**Task description:** Repeat the listing in full, preserving every character.

**Entries:**
※

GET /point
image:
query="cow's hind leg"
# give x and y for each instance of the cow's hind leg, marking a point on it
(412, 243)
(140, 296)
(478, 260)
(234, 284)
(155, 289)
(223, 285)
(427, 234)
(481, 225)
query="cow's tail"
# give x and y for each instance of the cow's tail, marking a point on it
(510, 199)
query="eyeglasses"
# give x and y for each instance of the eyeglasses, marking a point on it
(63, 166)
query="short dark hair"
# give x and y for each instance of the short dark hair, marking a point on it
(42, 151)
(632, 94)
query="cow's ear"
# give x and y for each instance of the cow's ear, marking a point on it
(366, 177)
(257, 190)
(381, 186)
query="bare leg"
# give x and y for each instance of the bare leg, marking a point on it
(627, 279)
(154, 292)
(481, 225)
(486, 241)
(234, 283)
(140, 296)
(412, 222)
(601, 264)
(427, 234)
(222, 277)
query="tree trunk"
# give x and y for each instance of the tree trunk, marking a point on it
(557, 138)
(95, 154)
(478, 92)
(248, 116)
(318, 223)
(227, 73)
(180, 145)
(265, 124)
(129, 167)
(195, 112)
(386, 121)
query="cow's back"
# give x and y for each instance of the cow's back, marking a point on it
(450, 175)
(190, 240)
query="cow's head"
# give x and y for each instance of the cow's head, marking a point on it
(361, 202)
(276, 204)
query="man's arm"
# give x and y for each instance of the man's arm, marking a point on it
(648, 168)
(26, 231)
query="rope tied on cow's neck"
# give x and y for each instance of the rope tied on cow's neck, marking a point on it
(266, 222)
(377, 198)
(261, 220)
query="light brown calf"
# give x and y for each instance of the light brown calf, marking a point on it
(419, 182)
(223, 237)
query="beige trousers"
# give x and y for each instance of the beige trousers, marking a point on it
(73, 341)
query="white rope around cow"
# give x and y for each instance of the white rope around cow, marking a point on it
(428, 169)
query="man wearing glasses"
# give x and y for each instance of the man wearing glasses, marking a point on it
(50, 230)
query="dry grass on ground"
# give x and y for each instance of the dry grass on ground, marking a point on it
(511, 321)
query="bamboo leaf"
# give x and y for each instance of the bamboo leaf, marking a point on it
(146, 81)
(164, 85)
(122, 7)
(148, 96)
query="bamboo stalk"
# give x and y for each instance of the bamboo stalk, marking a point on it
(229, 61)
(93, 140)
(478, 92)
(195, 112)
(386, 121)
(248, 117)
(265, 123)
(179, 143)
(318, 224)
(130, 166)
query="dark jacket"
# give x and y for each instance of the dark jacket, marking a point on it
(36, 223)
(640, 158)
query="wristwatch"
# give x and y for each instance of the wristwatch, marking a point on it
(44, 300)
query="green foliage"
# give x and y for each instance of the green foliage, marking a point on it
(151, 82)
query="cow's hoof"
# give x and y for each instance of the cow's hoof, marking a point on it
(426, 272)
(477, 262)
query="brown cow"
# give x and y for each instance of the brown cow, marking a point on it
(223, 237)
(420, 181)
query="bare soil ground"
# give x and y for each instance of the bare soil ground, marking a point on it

※

**Written answer:**
GET /point
image:
query="cow's hind leg"
# give x and y for each instance of the cow's hind leg, marking a point on it
(412, 243)
(140, 296)
(478, 260)
(234, 284)
(155, 289)
(223, 285)
(427, 234)
(481, 225)
query="cow's tail"
# give x and y for each instance of the cow's tail, marking a point on it
(510, 199)
query="eyeglasses"
# give x and y for each instance of the eyeglasses, marking a point on it
(63, 166)
query="short dark hair"
# give x and y for each instance of the short dark hair, marking a point on it
(42, 151)
(632, 94)
query="cow's ear"
# give x and y for each instance of the cow's ear, marking a point on it
(366, 177)
(257, 190)
(381, 186)
query="bare leg"
# give x and y for each instance of the bare leg, marking a point on it
(627, 279)
(154, 292)
(481, 225)
(486, 241)
(234, 283)
(140, 296)
(412, 222)
(601, 264)
(427, 234)
(222, 277)
query="tree trunk"
# give x and y for each instance of the tree trunk, marking a point on it
(557, 138)
(95, 154)
(478, 92)
(248, 116)
(318, 223)
(227, 73)
(180, 145)
(265, 124)
(129, 167)
(195, 112)
(386, 121)
query="cow's back"
# give x and y for each instance of the cow's back, marking a point on it
(450, 175)
(190, 240)
query="cow's head"
# give x and y for each instance of the cow's head, marking a point on it
(361, 202)
(276, 204)
query="man's arm"
# give x and y for each instance of the man's arm, marking a point on it
(648, 168)
(26, 231)
query="rope tied on cow's neck"
# give x and y for each instance of the rope tied on cow's neck, marking a point on it
(266, 222)
(377, 198)
(261, 220)
query="light brown calf"
# give x and y for each instance of the light brown calf, marking a point on it
(419, 182)
(223, 237)
query="beige trousers"
# give x and y for each instance of the beige trousers, marking a point on it
(73, 341)
query="white rope around cow"
# give x and y for each instance of the white rope around cow, marking a point on it
(428, 169)
query="man wearing glasses"
# give x and y for each instance of the man wearing glasses, marking a point on it
(50, 230)
query="dry grass on ground"
# give x and y for each instance of the dry grass on ground, marking a point on it
(511, 321)
query="bamboo leaf"
# give x and y for each instance of the bamboo leaf, marking a point on it
(146, 81)
(164, 85)
(122, 7)
(148, 96)
query="bamboo stalk"
# give x and y for each instance of the bamboo stalk, marking a point on it
(229, 61)
(93, 140)
(478, 92)
(195, 112)
(386, 121)
(248, 117)
(265, 123)
(179, 143)
(318, 224)
(130, 166)
query="dark jacket"
# give x and y for each instance of the dark jacket, marking a point on it
(36, 223)
(640, 158)
query="wristwatch"
# give x and y for each instance of the wristwatch, marking a point on it
(44, 300)
query="green foliage"
# give x and y for each instance of the green foliage, marking a point on it
(151, 82)
query="cow's hoof"
# give x and y for each instance of the cow's hoof, marking a point on it
(426, 272)
(477, 262)
query="brown cow"
# give x and y for each instance of the brown cow, marking a point on it
(223, 237)
(420, 181)
query="bare soil ground"
# give x and y for each instance of the bare soil ground, marking a point on it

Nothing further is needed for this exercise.